Collected data:
%%

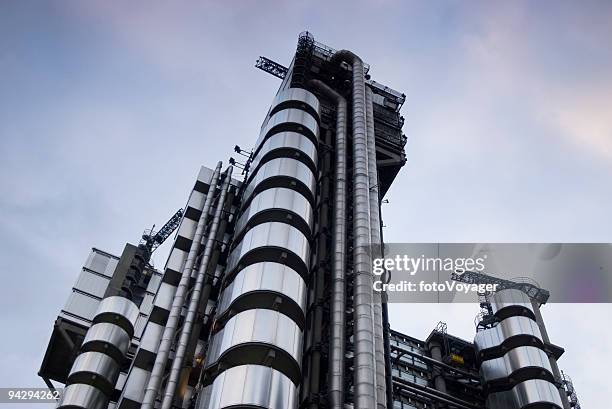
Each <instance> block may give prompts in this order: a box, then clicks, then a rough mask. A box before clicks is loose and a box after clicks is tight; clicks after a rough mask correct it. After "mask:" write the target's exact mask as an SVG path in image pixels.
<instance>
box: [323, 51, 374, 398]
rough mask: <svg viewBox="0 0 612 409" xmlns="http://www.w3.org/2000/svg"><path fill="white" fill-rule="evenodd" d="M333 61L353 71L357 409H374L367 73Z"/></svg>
mask: <svg viewBox="0 0 612 409" xmlns="http://www.w3.org/2000/svg"><path fill="white" fill-rule="evenodd" d="M334 61H335V62H341V61H346V62H348V63H350V64H351V65H352V69H353V95H352V97H353V104H352V105H353V107H352V108H353V237H354V240H355V246H354V251H353V268H354V274H355V280H354V281H355V284H354V294H353V304H354V308H355V312H354V320H355V325H354V328H355V329H354V344H355V359H354V367H355V369H354V387H355V392H354V396H355V398H354V407H355V408H356V409H372V408H374V407H376V406H377V404H376V400H377V399H376V376H375V372H376V370H375V359H374V324H373V309H372V303H373V290H372V260H371V257H370V254H369V246H370V244H371V237H370V205H369V204H370V193H369V188H370V186H369V175H368V143H367V131H366V102H365V94H366V91H365V79H364V69H363V61H361V58H359V57H358V56H356V55H355V54H353V53H352V52H350V51H346V50H342V51H338V52H336V53H335V54H334V55H333V56H332V62H334ZM383 405H384V403H383ZM379 407H380V406H379Z"/></svg>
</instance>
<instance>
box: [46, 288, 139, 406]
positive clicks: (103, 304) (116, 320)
mask: <svg viewBox="0 0 612 409" xmlns="http://www.w3.org/2000/svg"><path fill="white" fill-rule="evenodd" d="M137 319H138V307H137V306H136V304H134V303H133V302H132V301H130V300H128V299H127V298H124V297H122V296H111V297H106V298H105V299H103V300H102V301H101V302H100V304H99V305H98V310H97V312H96V314H95V315H94V318H93V325H92V326H91V327H90V329H89V330H88V332H87V334H86V335H85V341H84V342H83V344H82V346H81V350H80V354H79V355H78V356H77V357H76V359H75V361H74V363H73V365H72V368H71V369H70V372H69V374H68V379H67V381H66V393H65V394H64V396H62V399H61V400H60V403H59V405H58V408H74V407H86V408H92V409H93V408H103V407H106V406H107V405H108V402H109V400H110V397H111V395H112V393H113V391H114V389H115V383H116V382H117V378H118V376H119V371H120V369H121V364H122V363H123V360H124V359H125V354H126V352H127V348H128V346H129V341H130V339H131V337H132V335H133V334H134V326H135V325H136V320H137Z"/></svg>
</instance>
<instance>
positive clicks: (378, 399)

%%

Output all entries unchanged; skip the pictures.

Each <instance> block may give prompts in this order: a box, then clicks, then a rough mask. A box before clicks is loose and a box after clicks is tight; clicks after a rough mask correct it. After "mask:" write the target's exact mask as an SVG path in image pixels.
<instance>
box: [323, 51, 374, 398]
rough mask: <svg viewBox="0 0 612 409" xmlns="http://www.w3.org/2000/svg"><path fill="white" fill-rule="evenodd" d="M333 61L353 71L357 409H374L367 73Z"/></svg>
mask: <svg viewBox="0 0 612 409" xmlns="http://www.w3.org/2000/svg"><path fill="white" fill-rule="evenodd" d="M334 61H335V62H341V61H346V62H348V63H350V64H351V65H352V69H353V95H352V97H353V104H352V105H353V107H352V108H353V237H354V240H355V246H354V251H353V268H354V274H355V280H354V281H355V284H354V294H353V304H354V308H355V312H354V320H355V325H354V328H355V329H354V344H355V359H354V367H355V369H354V387H355V392H354V396H355V398H354V407H355V408H356V409H372V408H374V407H376V406H377V404H376V400H377V399H376V376H375V372H376V370H375V359H374V324H373V309H372V303H373V290H372V260H371V257H370V254H369V246H370V244H371V237H370V205H369V204H370V193H369V188H370V186H369V175H368V143H367V131H366V102H365V94H366V91H365V79H364V69H363V61H361V58H359V57H358V56H356V55H355V54H353V53H352V52H350V51H346V50H342V51H338V52H336V53H335V54H334V55H333V56H332V62H334ZM383 405H384V403H383ZM379 407H380V406H379Z"/></svg>
</instance>
<instance>
box: [46, 288, 139, 406]
positive clicks: (103, 304) (116, 320)
mask: <svg viewBox="0 0 612 409" xmlns="http://www.w3.org/2000/svg"><path fill="white" fill-rule="evenodd" d="M137 319H138V307H137V306H136V304H134V303H133V302H132V301H130V300H128V299H127V298H124V297H122V296H111V297H106V298H105V299H103V300H102V301H101V302H100V304H99V305H98V310H97V312H96V314H95V315H94V318H93V325H92V326H91V327H90V329H89V330H88V332H87V334H86V335H85V341H84V342H83V344H82V346H81V350H80V354H79V355H78V356H77V357H76V359H75V361H74V363H73V365H72V368H71V369H70V372H69V374H68V379H67V381H66V393H65V394H64V396H62V399H61V400H60V403H59V405H58V408H74V407H86V408H92V409H93V408H103V407H106V406H107V405H108V402H109V400H110V397H111V395H112V393H113V391H114V389H115V383H116V382H117V378H118V376H119V371H120V369H121V364H122V363H123V360H124V359H125V354H126V352H127V348H128V346H129V341H130V339H131V337H132V335H133V334H134V326H135V325H136V320H137Z"/></svg>
</instance>
<instance>
positive clicks: (378, 399)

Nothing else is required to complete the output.